_To be done_: Write out the records again, exactly, leaving none out.

Records excerpted from a collection
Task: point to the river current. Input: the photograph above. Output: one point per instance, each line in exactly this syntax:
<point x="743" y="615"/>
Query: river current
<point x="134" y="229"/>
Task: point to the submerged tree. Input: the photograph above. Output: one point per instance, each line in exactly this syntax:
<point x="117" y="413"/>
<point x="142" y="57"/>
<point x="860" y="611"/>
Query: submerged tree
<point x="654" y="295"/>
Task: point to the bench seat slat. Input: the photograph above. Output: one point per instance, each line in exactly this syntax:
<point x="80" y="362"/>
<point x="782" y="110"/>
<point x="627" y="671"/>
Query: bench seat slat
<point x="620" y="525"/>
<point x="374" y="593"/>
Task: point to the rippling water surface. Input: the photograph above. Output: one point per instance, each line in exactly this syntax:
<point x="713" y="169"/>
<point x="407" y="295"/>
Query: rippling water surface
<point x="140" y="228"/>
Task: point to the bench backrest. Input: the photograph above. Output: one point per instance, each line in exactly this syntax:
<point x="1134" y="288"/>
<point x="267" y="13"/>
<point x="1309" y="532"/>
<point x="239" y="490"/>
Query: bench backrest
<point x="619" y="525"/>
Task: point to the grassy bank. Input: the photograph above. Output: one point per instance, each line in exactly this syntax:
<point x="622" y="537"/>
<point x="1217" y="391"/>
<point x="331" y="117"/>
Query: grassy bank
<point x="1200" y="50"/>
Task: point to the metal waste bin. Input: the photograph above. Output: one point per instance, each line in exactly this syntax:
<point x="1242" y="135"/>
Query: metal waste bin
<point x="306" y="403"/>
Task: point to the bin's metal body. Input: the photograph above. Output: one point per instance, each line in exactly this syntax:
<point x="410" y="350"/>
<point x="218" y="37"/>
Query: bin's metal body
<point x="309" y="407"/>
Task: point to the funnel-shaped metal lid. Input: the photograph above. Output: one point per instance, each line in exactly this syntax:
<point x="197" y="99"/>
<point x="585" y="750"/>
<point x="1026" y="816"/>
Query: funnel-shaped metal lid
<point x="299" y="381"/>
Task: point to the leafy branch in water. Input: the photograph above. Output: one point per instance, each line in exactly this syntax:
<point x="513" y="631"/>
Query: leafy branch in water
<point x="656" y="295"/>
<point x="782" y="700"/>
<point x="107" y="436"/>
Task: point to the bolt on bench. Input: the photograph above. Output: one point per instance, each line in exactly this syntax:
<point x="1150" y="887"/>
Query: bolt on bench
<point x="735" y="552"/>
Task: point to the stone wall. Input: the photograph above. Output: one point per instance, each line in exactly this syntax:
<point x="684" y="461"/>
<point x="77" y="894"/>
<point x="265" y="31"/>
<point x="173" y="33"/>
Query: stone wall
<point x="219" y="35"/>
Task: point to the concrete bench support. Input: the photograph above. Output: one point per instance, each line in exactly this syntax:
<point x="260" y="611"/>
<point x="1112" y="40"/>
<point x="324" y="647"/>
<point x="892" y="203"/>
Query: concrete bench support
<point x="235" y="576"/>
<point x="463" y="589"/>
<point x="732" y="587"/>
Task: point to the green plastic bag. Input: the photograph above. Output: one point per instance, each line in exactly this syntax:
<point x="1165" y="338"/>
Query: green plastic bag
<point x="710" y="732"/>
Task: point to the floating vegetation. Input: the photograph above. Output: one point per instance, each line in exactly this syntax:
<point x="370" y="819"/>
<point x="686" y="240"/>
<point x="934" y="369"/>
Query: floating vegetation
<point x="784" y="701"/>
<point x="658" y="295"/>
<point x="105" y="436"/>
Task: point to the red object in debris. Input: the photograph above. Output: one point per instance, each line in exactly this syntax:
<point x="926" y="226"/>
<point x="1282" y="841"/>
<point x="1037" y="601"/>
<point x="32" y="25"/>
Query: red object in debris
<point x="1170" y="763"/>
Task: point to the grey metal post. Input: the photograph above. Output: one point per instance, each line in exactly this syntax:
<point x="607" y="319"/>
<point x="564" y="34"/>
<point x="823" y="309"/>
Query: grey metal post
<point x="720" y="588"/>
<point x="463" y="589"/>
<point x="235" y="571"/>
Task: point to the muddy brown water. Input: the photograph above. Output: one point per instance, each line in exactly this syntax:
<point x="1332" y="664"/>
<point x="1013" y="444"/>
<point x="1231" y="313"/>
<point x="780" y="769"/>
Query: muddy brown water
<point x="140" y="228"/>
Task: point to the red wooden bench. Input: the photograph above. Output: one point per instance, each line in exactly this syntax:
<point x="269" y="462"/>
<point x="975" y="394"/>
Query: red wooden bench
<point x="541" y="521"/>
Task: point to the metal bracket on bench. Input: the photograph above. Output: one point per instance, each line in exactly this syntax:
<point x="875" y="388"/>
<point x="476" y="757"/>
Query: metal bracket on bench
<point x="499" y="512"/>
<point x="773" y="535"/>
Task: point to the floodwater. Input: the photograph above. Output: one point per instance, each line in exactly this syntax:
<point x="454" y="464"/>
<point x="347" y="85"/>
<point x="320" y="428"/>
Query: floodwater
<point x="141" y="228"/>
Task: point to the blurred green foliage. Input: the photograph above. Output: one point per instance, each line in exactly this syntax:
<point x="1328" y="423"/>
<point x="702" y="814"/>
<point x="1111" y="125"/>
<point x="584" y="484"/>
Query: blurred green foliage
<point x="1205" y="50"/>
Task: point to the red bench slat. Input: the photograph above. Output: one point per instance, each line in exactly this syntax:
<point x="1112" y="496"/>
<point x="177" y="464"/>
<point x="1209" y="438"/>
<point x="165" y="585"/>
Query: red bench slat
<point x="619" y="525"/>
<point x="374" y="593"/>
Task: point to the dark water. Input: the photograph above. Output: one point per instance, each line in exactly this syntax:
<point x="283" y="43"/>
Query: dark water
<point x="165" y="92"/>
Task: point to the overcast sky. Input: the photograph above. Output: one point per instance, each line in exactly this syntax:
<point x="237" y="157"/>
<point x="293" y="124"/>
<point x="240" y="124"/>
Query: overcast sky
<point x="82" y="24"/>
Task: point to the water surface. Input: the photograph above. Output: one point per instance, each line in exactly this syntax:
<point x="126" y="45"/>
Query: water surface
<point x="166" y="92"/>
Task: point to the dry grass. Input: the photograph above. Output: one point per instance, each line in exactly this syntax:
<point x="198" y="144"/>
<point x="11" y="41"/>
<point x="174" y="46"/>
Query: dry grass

_In response_:
Task: point to the river current. Input: the photograph above. Output: one point per instance, each line in exactly this syntax:
<point x="743" y="615"/>
Query: river current
<point x="134" y="229"/>
Task: point to the submerged tree. Input: the photograph above. Output: one point per instance, each line in exactly this syntax:
<point x="117" y="413"/>
<point x="142" y="57"/>
<point x="860" y="611"/>
Query: submerged tree
<point x="654" y="295"/>
Task: point to the bench seat slat. Input: the photograph above. Output: one point per instance, each line in exactly this syntax:
<point x="80" y="362"/>
<point x="782" y="110"/>
<point x="627" y="671"/>
Query: bench seat slat
<point x="620" y="525"/>
<point x="374" y="593"/>
Task: point to the rippling water surface. Input: the photograph above. Output: one point per instance, each line in exactly this syntax:
<point x="713" y="169"/>
<point x="407" y="295"/>
Query: rippling water surface
<point x="140" y="228"/>
Task: point to the bench backrest. Input: the photograph above. Output: one point per instance, each line in exactly this syntax:
<point x="1134" y="288"/>
<point x="267" y="13"/>
<point x="1309" y="532"/>
<point x="239" y="490"/>
Query: bench backrest
<point x="619" y="525"/>
Task: point to the grassy bank. Input: the photograph above. Output: one point per instance, each line in exactly this syntax:
<point x="622" y="537"/>
<point x="1217" y="391"/>
<point x="331" y="117"/>
Query: grassy bank
<point x="1200" y="50"/>
Task: point to the metal waste bin. Input: the photograph above. Output: one point per instance, each line in exactly this syntax:
<point x="1242" y="135"/>
Query: metal waste bin
<point x="306" y="403"/>
Task: point to the bin's metal body. Input: the photograph above. Output: one point per instance, each line in exactly this syntax:
<point x="410" y="350"/>
<point x="218" y="37"/>
Query: bin's metal body
<point x="309" y="407"/>
Task: point to the funnel-shaped metal lid. Input: the photograph above. Output: one point per instance, each line in exactly this syntax:
<point x="197" y="99"/>
<point x="585" y="750"/>
<point x="1026" y="816"/>
Query: funnel-shaped metal lid
<point x="299" y="381"/>
Task: point to the leafy branch in water. Input: the photograph above. Output: one point per instance, each line in exactly this syntax:
<point x="513" y="631"/>
Query: leafy branch in water
<point x="656" y="295"/>
<point x="782" y="700"/>
<point x="107" y="436"/>
Task: point to the bolt on bench. Input: the photograph above. Output: one point per instance, each line in exactly this syntax:
<point x="1150" y="887"/>
Query: bolt on bench
<point x="735" y="552"/>
Task: point to the stone wall. Input: the photograph above. Output: one point per instance, each line in exactly this syntax:
<point x="684" y="461"/>
<point x="77" y="894"/>
<point x="265" y="31"/>
<point x="173" y="33"/>
Query: stone wall
<point x="219" y="35"/>
Task: point to the concrete bench support. Input: the photograph above. Output: one point per instance, each line in exactly this syntax:
<point x="260" y="611"/>
<point x="1112" y="40"/>
<point x="324" y="647"/>
<point x="892" y="203"/>
Query: concrete bench support
<point x="235" y="576"/>
<point x="463" y="589"/>
<point x="732" y="587"/>
Task: point to the green plastic bag. Input: the photograph above. Output: one point per instance, each line in exactly this syntax:
<point x="1165" y="338"/>
Query: green plastic bag
<point x="710" y="732"/>
Task: point to the floating vegetation. Input: the photograph above. Output: one point per instance, each line in exactly this syntax:
<point x="370" y="819"/>
<point x="686" y="240"/>
<point x="934" y="369"/>
Query: floating vegetation
<point x="784" y="701"/>
<point x="658" y="295"/>
<point x="105" y="436"/>
Task: point to the red object in debris. Input: the photograph above. Output: one point per instance, each line in exactly this syntax:
<point x="926" y="226"/>
<point x="1282" y="841"/>
<point x="1037" y="601"/>
<point x="32" y="25"/>
Query: red object in debris
<point x="1170" y="763"/>
Task: point to the grey metal post. Input: the photograph above. Output: one point per instance, each line in exactly this syntax:
<point x="607" y="319"/>
<point x="564" y="34"/>
<point x="823" y="309"/>
Query: grey metal post
<point x="720" y="588"/>
<point x="463" y="589"/>
<point x="235" y="571"/>
Task: point to the muddy brown water. Input: the photograph above. Output: one point per instance, each line in exactly this syntax:
<point x="1332" y="664"/>
<point x="1013" y="444"/>
<point x="1231" y="313"/>
<point x="780" y="769"/>
Query: muddy brown water
<point x="140" y="228"/>
Task: point to the red wooden bench. Input: the photograph above. Output: one point per instance, each line in exactly this syntax:
<point x="269" y="462"/>
<point x="975" y="394"/>
Query: red wooden bench
<point x="541" y="521"/>
Task: point to the metal bracket on bench. Input: the photograph above. Output: one point per instance, each line in exactly this syntax:
<point x="875" y="388"/>
<point x="476" y="757"/>
Query: metal bracket on bench
<point x="499" y="512"/>
<point x="773" y="535"/>
Task: point to the floodwater. Input: the photograph above. Output: one point per instance, each line in exactly this syntax:
<point x="454" y="464"/>
<point x="347" y="85"/>
<point x="320" y="428"/>
Query: floodwater
<point x="141" y="228"/>
Task: point to the blurred green foliage. Input: the photograph above. Output: one point per instance, each line in exactly this syntax:
<point x="1328" y="423"/>
<point x="702" y="814"/>
<point x="1111" y="125"/>
<point x="584" y="484"/>
Query: blurred green foliage
<point x="1205" y="50"/>
Task: point to the red bench slat. Input: the photograph above. Output: one point per instance, each line in exactly this syntax:
<point x="1112" y="496"/>
<point x="177" y="464"/>
<point x="1209" y="438"/>
<point x="165" y="585"/>
Query: red bench slat
<point x="619" y="525"/>
<point x="374" y="593"/>
Task: point to the dark water. Input: the photograph above. Output: one point per instance, each line in exactly this syntax:
<point x="283" y="43"/>
Query: dark water
<point x="165" y="92"/>
Task: point to the overcast sky. Input: the photograph above. Output: one point per instance, each line in exactly this syntax:
<point x="237" y="157"/>
<point x="293" y="124"/>
<point x="240" y="124"/>
Query: overcast sky
<point x="82" y="24"/>
Task: point to the water surface. Input: the photograph above. Output: one point per instance, each line in exactly this syntax:
<point x="126" y="45"/>
Query: water surface
<point x="166" y="92"/>
Task: point to the dry grass. Input: the photograph above. Output: one point per instance, each line in exactly this syntax:
<point x="198" y="144"/>
<point x="11" y="41"/>
<point x="174" y="46"/>
Query: dry grass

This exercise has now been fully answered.